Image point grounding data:
-- -- --

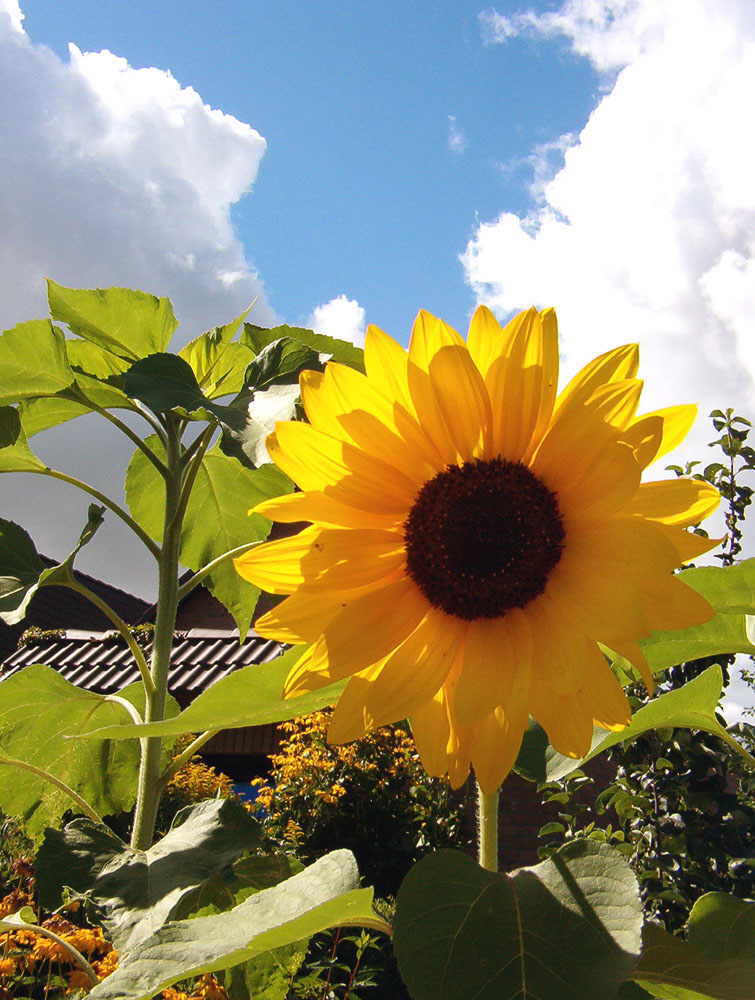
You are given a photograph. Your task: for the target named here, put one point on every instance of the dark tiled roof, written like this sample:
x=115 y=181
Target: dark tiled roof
x=100 y=661
x=59 y=607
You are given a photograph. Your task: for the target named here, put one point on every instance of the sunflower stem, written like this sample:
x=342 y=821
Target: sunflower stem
x=487 y=814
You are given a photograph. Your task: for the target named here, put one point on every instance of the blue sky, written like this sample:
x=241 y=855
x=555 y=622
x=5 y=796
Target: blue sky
x=342 y=164
x=358 y=192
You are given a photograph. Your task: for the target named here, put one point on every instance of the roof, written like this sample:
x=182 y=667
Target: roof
x=101 y=661
x=60 y=607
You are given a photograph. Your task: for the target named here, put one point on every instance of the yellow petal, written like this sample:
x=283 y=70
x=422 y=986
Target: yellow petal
x=518 y=383
x=352 y=719
x=294 y=507
x=276 y=566
x=462 y=401
x=613 y=366
x=496 y=741
x=319 y=462
x=372 y=626
x=414 y=672
x=300 y=618
x=497 y=653
x=677 y=422
x=674 y=501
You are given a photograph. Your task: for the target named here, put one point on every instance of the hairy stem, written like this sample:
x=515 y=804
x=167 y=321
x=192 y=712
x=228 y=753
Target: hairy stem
x=149 y=787
x=487 y=804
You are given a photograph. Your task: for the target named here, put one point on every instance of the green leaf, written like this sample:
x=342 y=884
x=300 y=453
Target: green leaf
x=39 y=710
x=252 y=696
x=722 y=926
x=22 y=572
x=216 y=519
x=161 y=382
x=139 y=891
x=257 y=338
x=692 y=706
x=566 y=928
x=672 y=969
x=279 y=363
x=33 y=362
x=15 y=453
x=128 y=323
x=218 y=362
x=322 y=896
x=731 y=591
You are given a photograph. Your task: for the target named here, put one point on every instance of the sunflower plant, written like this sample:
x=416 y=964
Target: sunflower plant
x=464 y=519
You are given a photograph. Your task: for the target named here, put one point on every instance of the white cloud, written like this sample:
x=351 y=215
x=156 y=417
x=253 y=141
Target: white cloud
x=341 y=317
x=646 y=232
x=111 y=176
x=457 y=140
x=118 y=176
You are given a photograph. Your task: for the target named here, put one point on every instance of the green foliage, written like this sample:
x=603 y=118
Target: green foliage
x=125 y=322
x=251 y=696
x=139 y=891
x=39 y=711
x=318 y=897
x=215 y=519
x=567 y=928
x=22 y=572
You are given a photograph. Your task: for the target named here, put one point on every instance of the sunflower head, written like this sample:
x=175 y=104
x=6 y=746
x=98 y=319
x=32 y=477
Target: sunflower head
x=476 y=538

-- -- --

### Task details
Output the data exactly as it is, with the pictures dropped.

### Reply
You are given a photograph. Your task: for the target named here, put one point on every instance of the dark tiled roof, written like this sample:
x=115 y=181
Target: dark tiled roof
x=100 y=661
x=59 y=607
You are given a photograph. Your task: for the target named here, put one point on every instance of the sunflower stem, written like this sample:
x=342 y=821
Target: sunflower stem
x=487 y=814
You are given a photograph. Your task: for the target named here, put one point on every instance of the blue sky, written like this sample:
x=241 y=855
x=555 y=622
x=5 y=796
Target: blue sky
x=342 y=164
x=358 y=192
You are given a photograph. Your task: for the target named here, put one point on every instance of the roof, written like this sample:
x=182 y=667
Target: roof
x=101 y=661
x=60 y=607
You are given a photograph. Your task: for the target named here, put one point on every instance of the yellow petal, written like this sample:
x=283 y=70
x=422 y=986
Target: yellow petal
x=518 y=383
x=352 y=719
x=294 y=507
x=276 y=566
x=462 y=401
x=613 y=366
x=496 y=741
x=319 y=462
x=372 y=626
x=414 y=672
x=300 y=618
x=497 y=653
x=677 y=422
x=674 y=501
You are given a photograph. Your task: for the target named here, put one point on every instance of the hairy stem, written like this sample:
x=515 y=804
x=167 y=321
x=192 y=712
x=228 y=753
Target: hairy stem
x=149 y=787
x=487 y=804
You are given a photograph. Your task: for the target named here, put one point on every instance of the green leaf, written like this sample:
x=342 y=884
x=300 y=453
Target: green leaf
x=39 y=710
x=252 y=696
x=722 y=926
x=22 y=572
x=216 y=519
x=161 y=382
x=139 y=891
x=257 y=338
x=692 y=706
x=566 y=928
x=672 y=969
x=279 y=363
x=33 y=362
x=15 y=453
x=128 y=323
x=218 y=362
x=322 y=896
x=731 y=591
You are given a photograph. Your task: for the target named here, put one point on every instance of the sunflower plant, written like this sample:
x=416 y=964
Target: sunflower plant
x=464 y=519
You are given a photograph. Your task: for the target named here, put one point on every instance of the white cloud, written like this sample:
x=351 y=215
x=156 y=417
x=253 y=141
Target: white cloud
x=341 y=317
x=646 y=232
x=111 y=176
x=457 y=140
x=118 y=176
You are given a photograph. Your task: for the target named here, put one point on every instance of the green foliage, written like this sample:
x=603 y=118
Target: green foliage
x=125 y=322
x=251 y=696
x=139 y=891
x=39 y=711
x=318 y=897
x=215 y=519
x=567 y=928
x=22 y=572
You are given a photograph. Your task: for the target named here, put one point on every instance of the sunflower head, written like this sample:
x=175 y=104
x=6 y=746
x=98 y=319
x=32 y=477
Target: sunflower head
x=476 y=538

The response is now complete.